→ **WHAT YOU HAVE TO DO**:
Render every line of the records below as a Markdown table with two columns, Row and Line. Number each row and leave out any blank lines.

→ **RECORDS SHOWN**:

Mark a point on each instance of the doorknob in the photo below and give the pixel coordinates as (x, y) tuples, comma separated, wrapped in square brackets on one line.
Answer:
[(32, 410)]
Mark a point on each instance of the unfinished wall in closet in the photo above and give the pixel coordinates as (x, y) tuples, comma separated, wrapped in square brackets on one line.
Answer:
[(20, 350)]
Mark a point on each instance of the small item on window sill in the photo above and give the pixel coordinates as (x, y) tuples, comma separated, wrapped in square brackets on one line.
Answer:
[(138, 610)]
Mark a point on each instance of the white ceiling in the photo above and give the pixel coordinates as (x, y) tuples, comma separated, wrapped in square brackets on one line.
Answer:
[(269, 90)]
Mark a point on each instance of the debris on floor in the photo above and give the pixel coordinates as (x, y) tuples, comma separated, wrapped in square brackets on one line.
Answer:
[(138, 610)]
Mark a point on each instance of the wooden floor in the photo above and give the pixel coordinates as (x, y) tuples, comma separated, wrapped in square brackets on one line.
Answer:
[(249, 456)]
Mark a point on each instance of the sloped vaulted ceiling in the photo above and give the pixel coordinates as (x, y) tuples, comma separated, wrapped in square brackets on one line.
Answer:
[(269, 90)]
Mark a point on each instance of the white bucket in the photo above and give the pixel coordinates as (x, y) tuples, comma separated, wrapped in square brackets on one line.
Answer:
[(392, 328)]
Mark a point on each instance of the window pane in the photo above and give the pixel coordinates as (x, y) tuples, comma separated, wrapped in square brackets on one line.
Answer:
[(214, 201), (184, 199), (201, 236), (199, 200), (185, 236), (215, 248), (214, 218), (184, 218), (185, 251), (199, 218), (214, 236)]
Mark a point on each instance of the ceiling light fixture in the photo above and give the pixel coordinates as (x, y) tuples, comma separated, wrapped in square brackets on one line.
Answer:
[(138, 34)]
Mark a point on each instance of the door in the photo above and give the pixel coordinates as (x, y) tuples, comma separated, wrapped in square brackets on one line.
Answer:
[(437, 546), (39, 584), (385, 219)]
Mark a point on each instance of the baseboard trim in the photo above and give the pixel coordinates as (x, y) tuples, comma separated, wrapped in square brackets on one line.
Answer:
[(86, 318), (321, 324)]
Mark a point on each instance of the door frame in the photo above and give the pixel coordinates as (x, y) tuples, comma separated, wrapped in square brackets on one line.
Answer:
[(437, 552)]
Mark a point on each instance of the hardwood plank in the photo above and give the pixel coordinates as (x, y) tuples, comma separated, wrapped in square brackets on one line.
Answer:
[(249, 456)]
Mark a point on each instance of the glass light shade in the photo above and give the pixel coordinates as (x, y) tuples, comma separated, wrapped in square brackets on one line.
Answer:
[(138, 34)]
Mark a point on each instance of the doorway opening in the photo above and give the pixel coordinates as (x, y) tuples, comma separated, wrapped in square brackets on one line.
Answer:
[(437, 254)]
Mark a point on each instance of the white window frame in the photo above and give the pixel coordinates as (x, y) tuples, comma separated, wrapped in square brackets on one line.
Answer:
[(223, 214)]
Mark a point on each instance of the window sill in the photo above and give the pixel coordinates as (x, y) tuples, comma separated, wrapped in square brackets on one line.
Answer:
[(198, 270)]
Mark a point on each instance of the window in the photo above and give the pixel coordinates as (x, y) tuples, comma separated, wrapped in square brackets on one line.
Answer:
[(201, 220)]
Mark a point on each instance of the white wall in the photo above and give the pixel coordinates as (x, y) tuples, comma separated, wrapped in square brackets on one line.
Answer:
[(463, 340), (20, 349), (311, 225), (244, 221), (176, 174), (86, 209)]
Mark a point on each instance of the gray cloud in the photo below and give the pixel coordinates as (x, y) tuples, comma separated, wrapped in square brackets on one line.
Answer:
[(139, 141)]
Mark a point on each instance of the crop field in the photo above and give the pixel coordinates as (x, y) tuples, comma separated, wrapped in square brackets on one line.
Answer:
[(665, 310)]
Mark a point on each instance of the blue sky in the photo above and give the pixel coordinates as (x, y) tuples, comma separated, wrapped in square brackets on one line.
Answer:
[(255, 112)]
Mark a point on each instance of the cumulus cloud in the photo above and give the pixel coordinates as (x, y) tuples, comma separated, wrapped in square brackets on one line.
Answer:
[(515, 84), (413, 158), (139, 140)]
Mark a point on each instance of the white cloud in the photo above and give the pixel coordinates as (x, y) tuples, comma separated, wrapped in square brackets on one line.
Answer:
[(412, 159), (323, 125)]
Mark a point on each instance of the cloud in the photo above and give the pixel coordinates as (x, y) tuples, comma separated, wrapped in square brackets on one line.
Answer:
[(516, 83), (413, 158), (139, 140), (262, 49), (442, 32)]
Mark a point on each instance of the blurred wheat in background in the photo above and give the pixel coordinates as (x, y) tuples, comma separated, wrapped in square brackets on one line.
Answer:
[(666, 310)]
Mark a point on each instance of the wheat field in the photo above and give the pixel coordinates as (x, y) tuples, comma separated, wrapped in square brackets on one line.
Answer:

→ **CORRECT ANSWER**:
| Row | Line |
|---|---|
| 1 | Mark a point on each instance of the doorknob in the photo below and give the pixel coordinates as (x, y) tuples, comma separated, wrapped in square brackets on one line. |
| 2 | Answer: |
| 3 | [(32, 410)] |
| 4 | Mark a point on each instance of the unfinished wall in closet in the photo above and give the pixel coordinates as (x, y) tuples, comma separated, wrapped in square brackets on one line. |
| 5 | Answer: |
| 6 | [(20, 350)] |
| 7 | Mark a point on each instance of the small item on window sill in the photo above and give the pixel coordinates as (x, y) tuples, comma separated, wrapped in square brackets on one line. |
| 8 | Answer: |
| 9 | [(138, 610)] |
| 10 | Mark a point on each instance of the white ceiling in the photo above and give the pixel coordinates as (x, y) tuples, comma separated, wrapped in square brackets on one line. |
| 11 | Answer: |
| 12 | [(269, 90)] |
| 13 | Mark a point on each instance of the debris on floor in the photo above and give the pixel coordinates as (x, y) tuples, comma separated, wrapped in square brackets on one line. |
| 14 | Answer: |
| 15 | [(138, 610)] |
| 16 | Mark a point on each instance of the wooden floor in the photo above and give the pixel coordinates as (x, y) tuples, comma separated, wrapped in square brackets on one line. |
| 17 | Answer: |
| 18 | [(249, 456)] |
| 19 | Mark a point on each instance of the sloped vaulted ceiling in the photo above and give the pixel coordinates as (x, y) tuples, comma separated, wrapped in square brackets on one line. |
| 20 | Answer: |
| 21 | [(269, 90)] |
| 22 | Mark a point on each instance of the white bucket in the photo above and give the pixel coordinates as (x, y) tuples, comma separated, wrapped in square brackets on one line. |
| 23 | Answer: |
| 24 | [(392, 328)] |
| 25 | Mark a point on each instance of the window pane in the photo above and give the pixel coordinates as (x, y) tuples, comma separated, wrapped in square brackets on one line. |
| 26 | Answer: |
| 27 | [(214, 201), (184, 199), (201, 236), (199, 200), (185, 236), (215, 248), (214, 218), (184, 218), (185, 251), (199, 218), (214, 236)] |
| 28 | Mark a point on each instance of the ceiling light fixture in the photo above and give the pixel coordinates as (x, y) tuples, comma separated, wrapped in square brackets on one line. |
| 29 | Answer: |
| 30 | [(138, 34)] |
| 31 | Mark a point on each instance of the door in the photo above and give the pixel coordinates as (x, y) tuples, comma separated, wrapped in square brackets on one line. |
| 32 | Answer: |
| 33 | [(437, 546), (39, 584), (385, 219)] |
| 34 | Mark a point on each instance of the baseboard trim in the photo above and give the pixel coordinates as (x, y) tuples, comma separated, wrapped in square brackets on one line. |
| 35 | Answer: |
| 36 | [(86, 318), (321, 324)] |
| 37 | Mark a point on each instance of the door frame in the photo above and give the pixel coordinates as (x, y) tuples, comma separated, wrapped in square brackets on one line. |
| 38 | Answer: |
| 39 | [(437, 552)] |
| 40 | Mark a point on each instance of the hardwood plank in the photo above and give the pixel coordinates as (x, y) tuples, comma separated, wrapped in square brackets on one line. |
| 41 | Answer: |
| 42 | [(249, 456)] |
| 43 | Mark a point on each instance of the glass light shade in the photo above and give the pixel coordinates as (x, y) tuples, comma separated, wrapped in square brackets on one line. |
| 44 | Answer: |
| 45 | [(138, 34)] |
| 46 | Mark a point on each instance of the doorway opening in the photo above and give the pixel coordinates as (x, y) tuples, comma separated, wrapped in square brackets on one line. |
| 47 | Answer: |
| 48 | [(437, 254)] |
| 49 | Mark a point on each instance of the white window frame in the photo above and give the pixel coordinates as (x, y) tuples, comma separated, wrapped in square brackets on one line. |
| 50 | Answer: |
| 51 | [(223, 214)] |
| 52 | Mark a point on each instance of the window sill in the photo above and give the pixel coordinates as (x, y) tuples, comma separated, wrapped in square brackets on one line. |
| 53 | Answer: |
| 54 | [(198, 270)] |
| 55 | Mark a point on each instance of the window in the photo above and give the pixel coordinates as (x, y) tuples, comma separated, wrapped in square brackets on one line. |
| 56 | Answer: |
| 57 | [(201, 220)] |
| 58 | Mark a point on each instance of the white wall in the photo above and give the pixel coordinates as (x, y) tuples, comma separated, wrapped in square brackets on one line. |
| 59 | Answer: |
| 60 | [(463, 340), (20, 349), (311, 225), (244, 221), (176, 174), (86, 209)] |
| 61 | Mark a point on each instance of the gray cloud in the photo below and give the pixel coordinates as (x, y) tuples, comma separated, wrapped in square brackets on one line. |
| 62 | Answer: |
| 63 | [(139, 141)] |
| 64 | Mark a point on each instance of the crop field in the photo above and give the pixel coordinates as (x, y) tuples, comma separated, wrapped in square brackets on one line. |
| 65 | Answer: |
| 66 | [(665, 310)] |
| 67 | Mark a point on each instance of the blue sky in the photo above and give the pixel coordinates as (x, y) tuples, comma separated, wrapped in square brackets on one line. |
| 68 | Answer: |
| 69 | [(255, 112)] |
| 70 | Mark a point on each instance of the cumulus cloud in the photo above and give the pixel coordinates as (x, y) tuples, comma separated, wrapped in square brackets on one line. |
| 71 | Answer: |
| 72 | [(515, 84), (413, 158), (139, 140)] |
| 73 | Mark a point on each instance of the white cloud in the photo above and give the pixel coordinates as (x, y) tuples, comma separated, wrapped in square brackets on one line. |
| 74 | Answer: |
| 75 | [(412, 159), (323, 125)] |
| 76 | Mark a point on each instance of the cloud in the photo above and give the pixel coordinates as (x, y) tuples, comma separated, wrapped in square brackets on one line. |
| 77 | Answer: |
| 78 | [(516, 83), (413, 158), (139, 140), (262, 49), (442, 32)] |
| 79 | Mark a point on each instance of the blurred wheat in background in the photo above and give the pixel coordinates as (x, y) tuples, comma separated, wrapped in square brackets on one line. |
| 80 | Answer: |
| 81 | [(666, 310)] |
| 82 | Mark a point on each instance of the wheat field in the photo above and give the pixel coordinates as (x, y) tuples, comma separated, wrapped in square brackets on one line. |
| 83 | Answer: |